_Textausschnitt_
▼

HM Wir sind erstaunt, wie viele Unternehmer bereit sind, ihr Lebenswerk zu verkaufen und gegen „bedruckte Baumwolle“ einzutauschen. In den letzten Tagen konnte man lesen, dass die ersten Maklerkonsolidierer ihre Mehrheit an Finanzinvestoren abgegeben haben. Wir schätzen, dass wir in Kürze weitere Meldungen dieser Art hören werden.

Auch wir erhalten fast wöchentlich Anfragen von Investoren, was uns ehrt – aber deren Botschaft uns nicht erreicht. Wir denken in Generationen. Zum einen haben wir uns vor einigen Jahren eine Satzung gegeben, nach der unsere Lübecker MARTENS & PRAHL Versicherungskontor GmbH & Co. KG (Holding) – sie hält alle Beteiligungen – nicht veräußert werden kann. Zum anderen bringen wir in den operativen Maklerunternehmen sehr rechtzeitig gemeinsam die anstehenden Nachfolgen auf den Weg.

AJ Wie erwähnt haben wir uns bei M&P für ein Geschäftsmodell entschieden, bei dem der Unternehmer im Maklerunternehmen die Entscheidungsfreiheit behält und gleichzeitig die Vorteile einer großen Gruppe nutzen kann. Durch unsere Beteiligung und die Interessengleichheit ist die Beziehung enger und vertrauensvoller als bei einer bloßen Kooperation.

Kurz haben wir bereits über die Gründeridee gesprochen und die Unterschiede zu den neueren Investor-Modellen. Wir wollen noch einmal nach­fragen: Wie lautet Ihre Philosophie denn genau?

▲

_Datensätze_

▼

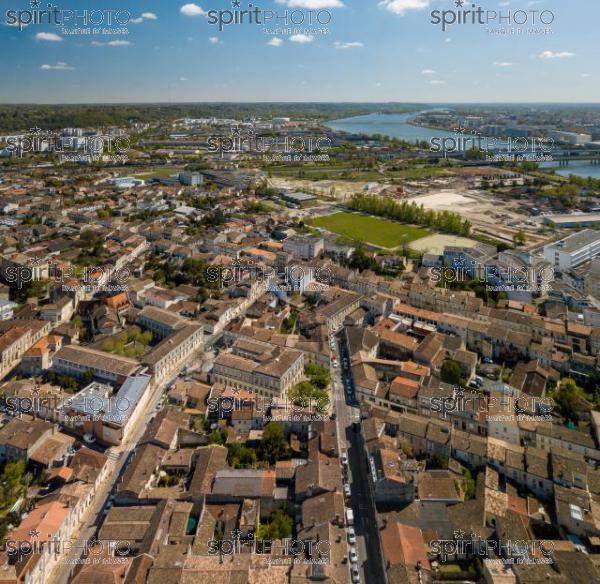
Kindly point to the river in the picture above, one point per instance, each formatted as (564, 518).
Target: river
(398, 126)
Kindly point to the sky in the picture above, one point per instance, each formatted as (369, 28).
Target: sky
(360, 51)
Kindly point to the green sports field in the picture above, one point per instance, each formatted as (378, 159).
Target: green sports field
(379, 232)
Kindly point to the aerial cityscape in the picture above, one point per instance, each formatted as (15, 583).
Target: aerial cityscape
(300, 292)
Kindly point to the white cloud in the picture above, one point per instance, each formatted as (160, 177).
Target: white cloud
(48, 36)
(302, 38)
(111, 44)
(312, 4)
(402, 6)
(352, 45)
(59, 66)
(192, 9)
(143, 17)
(556, 55)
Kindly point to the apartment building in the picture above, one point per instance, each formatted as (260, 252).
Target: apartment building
(271, 374)
(74, 360)
(574, 250)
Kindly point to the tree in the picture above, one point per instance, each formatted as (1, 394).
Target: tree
(320, 377)
(566, 399)
(451, 372)
(274, 446)
(279, 526)
(519, 237)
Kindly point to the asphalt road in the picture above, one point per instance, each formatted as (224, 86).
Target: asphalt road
(92, 518)
(361, 501)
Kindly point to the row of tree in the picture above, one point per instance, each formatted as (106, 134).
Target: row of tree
(406, 212)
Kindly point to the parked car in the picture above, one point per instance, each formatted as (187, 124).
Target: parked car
(349, 517)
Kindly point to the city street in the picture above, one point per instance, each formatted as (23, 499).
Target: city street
(92, 517)
(348, 425)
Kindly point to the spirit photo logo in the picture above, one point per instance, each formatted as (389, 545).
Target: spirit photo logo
(39, 141)
(512, 551)
(50, 14)
(535, 148)
(248, 141)
(254, 15)
(468, 13)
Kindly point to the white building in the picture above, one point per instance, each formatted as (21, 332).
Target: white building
(573, 250)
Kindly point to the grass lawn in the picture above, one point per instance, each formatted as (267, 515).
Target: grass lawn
(370, 229)
(159, 172)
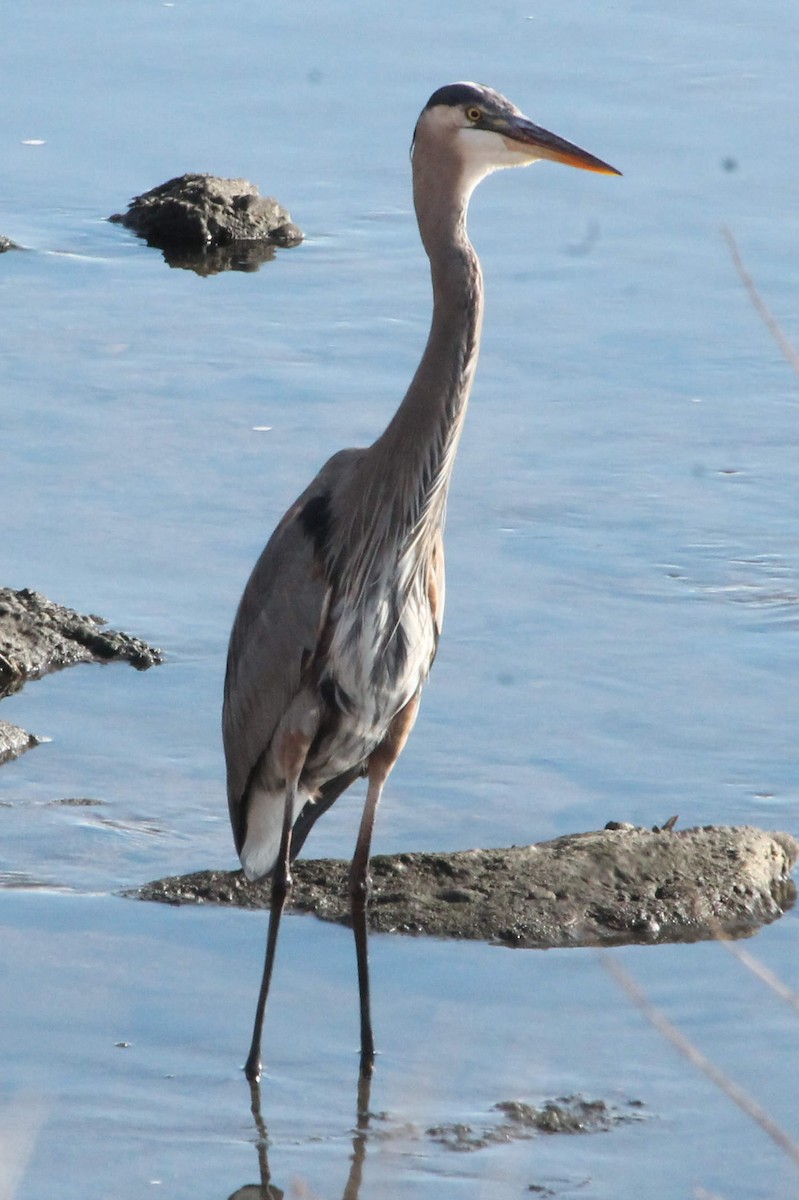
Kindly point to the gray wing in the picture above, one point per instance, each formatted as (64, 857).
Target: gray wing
(275, 634)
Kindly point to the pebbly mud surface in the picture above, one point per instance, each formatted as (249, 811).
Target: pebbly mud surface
(608, 887)
(210, 225)
(38, 636)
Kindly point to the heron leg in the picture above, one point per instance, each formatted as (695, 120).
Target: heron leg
(280, 891)
(380, 763)
(359, 895)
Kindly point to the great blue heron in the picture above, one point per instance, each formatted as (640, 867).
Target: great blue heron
(338, 624)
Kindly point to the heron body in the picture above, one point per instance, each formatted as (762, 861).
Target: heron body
(338, 624)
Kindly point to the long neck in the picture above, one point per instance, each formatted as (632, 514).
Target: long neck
(404, 475)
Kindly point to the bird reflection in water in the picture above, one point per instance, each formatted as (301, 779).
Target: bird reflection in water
(268, 1191)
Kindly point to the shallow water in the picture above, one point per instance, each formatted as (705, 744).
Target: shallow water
(623, 576)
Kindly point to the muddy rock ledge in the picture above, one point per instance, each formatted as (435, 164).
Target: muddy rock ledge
(610, 887)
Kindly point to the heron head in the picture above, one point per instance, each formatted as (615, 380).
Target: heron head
(488, 132)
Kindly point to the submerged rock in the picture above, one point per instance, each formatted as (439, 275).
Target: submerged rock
(13, 742)
(210, 225)
(608, 887)
(38, 636)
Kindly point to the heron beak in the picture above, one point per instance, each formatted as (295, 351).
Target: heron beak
(523, 137)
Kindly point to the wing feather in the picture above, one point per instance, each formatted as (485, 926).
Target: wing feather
(275, 635)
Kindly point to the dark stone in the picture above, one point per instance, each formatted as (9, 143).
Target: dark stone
(210, 225)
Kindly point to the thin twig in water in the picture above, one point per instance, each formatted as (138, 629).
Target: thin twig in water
(686, 1048)
(763, 973)
(767, 316)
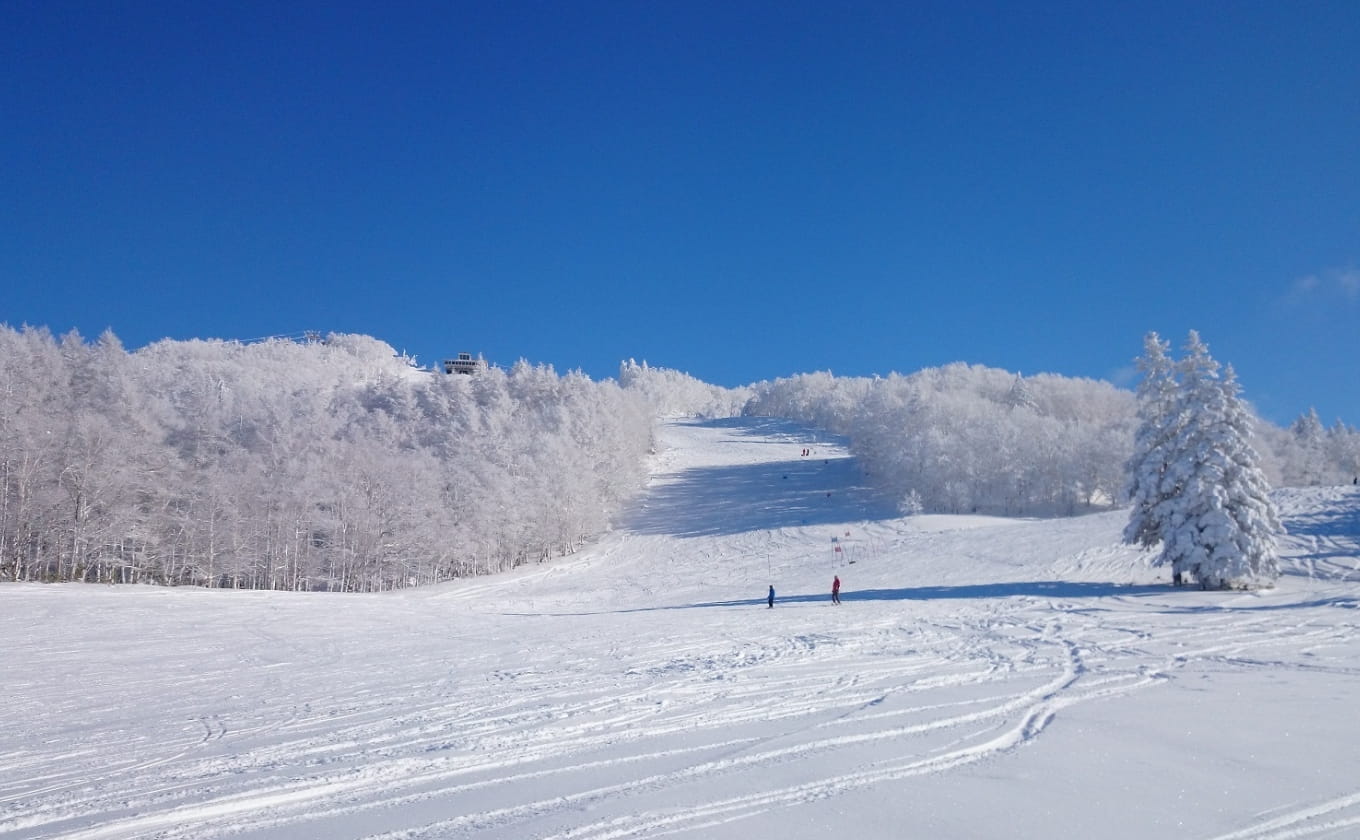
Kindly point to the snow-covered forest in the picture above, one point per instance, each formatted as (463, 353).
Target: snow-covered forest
(966, 438)
(340, 465)
(297, 465)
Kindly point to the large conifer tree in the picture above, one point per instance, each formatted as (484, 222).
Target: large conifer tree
(1216, 517)
(1158, 424)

▲

_Aufgabenstellung_
1) Bearbeite das Interview zu M&P: Gib es beginnend mit „HM Wir sind“ und weiter bis „auf den Weg.“ wieder und setze dabei „Private-Equity-Gesellschaften“ an die Stelle von „Finanzinvestoren“.
2) Schreibe das Interview zu M&P im Anschluss an seinen letzten Satz weiter.
Die Zeilen haben mit dem Interview zu M&P nichts zu tun.

_Lösungen_
1)
HM Wir sind erstaunt, wie viele Unternehmer bereit sind, ihr Lebenswerk zu verkaufen und gegen „bedruckte Baumwolle“ einzutauschen. In den letzten Tagen konnte man lesen, dass die ersten Maklerkonsolidierer ihre Mehrheit an Private-Equity-Gesellschaften abgegeben haben. Wir schätzen, dass wir in Kürze weitere Meldungen dieser Art hören werden.

Auch wir erhalten fast wöchentlich Anfragen von Investoren, was uns ehrt – aber deren Botschaft uns nicht erreicht. Wir denken in Generationen. Zum einen haben wir uns vor einigen Jahren eine Satzung gegeben, nach der unsere Lübecker MARTENS & PRAHL Versicherungskontor GmbH & Co. KG (Holding) – sie hält alle Beteiligungen – nicht veräußert werden kann. Zum anderen bringen wir in den operativen Maklerunternehmen sehr rechtzeitig gemeinsam die anstehenden Nachfolgen auf den Weg.

2)
HM Partnerschaftliches Miteinander bestimmt unser Tun und der Mensch steht im Mittelpunkt unseres Denkens und Handelns. Geschäfte möchten wir immer zum beiderseitigen Vorteil miteinander machen. Jemand kann noch so erfolgreich sein, wenn es menschlich nicht passt, kommen wir nicht zusammen. Teilt man unsere Grundtugenden, werden wir gemeinsam viel Spaß und Erfolg haben. Und wir haben erkannt, dass wir nur von unseren Kunden leben – von nichts anderem. Deswegen steht Service bei uns an oberster Stelle.

Wir sind stolz darauf, mehrere Jahre hintereinander zum besten Mittelstandsdienstleister unter den Versicherungsmaklern gewählt worden zu sein. Der Handschlag zählt – ich selbst habe über 15 Jahre ohne Arbeitsvertrag bei M&P gearbeitet, dann kam eine Betriebsprüfung, die den schriftlichen Arbeitsvertrag sehen wollte – und wir haben dann das Gelebte niederschreiben müssen. Fairness leben wir auch gegenüber unseren Geschäftspartnern auf der Versichererseite. Im Versicherungsgeschäft sieht man sich mindestens dreimal.

Aufgrund Ihrer Aufstellung können Sie in Gewerbe und Industrie viele Branchen betreuen. Gibt es dennoch eine Art Schwerpunkt?

AJ Über 80% unseres betreuten Prämienvolumens in Höhe von ca. 800 Mio. Euro stammen in der Tat aus dem Industrie- und Gewerbegeschäft. Der Mittelstand weiß gute Arbeit zu schätzen, er ist unsere Zielgruppe. Den Rest teilen sich unsere Spezialisten wie zum Beispiel aus den Bereichen Schifffahrt, erneuerbare Energien, Wohnungswirtschaft, Landwirtschaft, Systemgastronomie, Kreditwirtschaft.

Gibt es bestimmte Branchen, die aus Ihrer Sicht künftig stärker in den Fokus rücken?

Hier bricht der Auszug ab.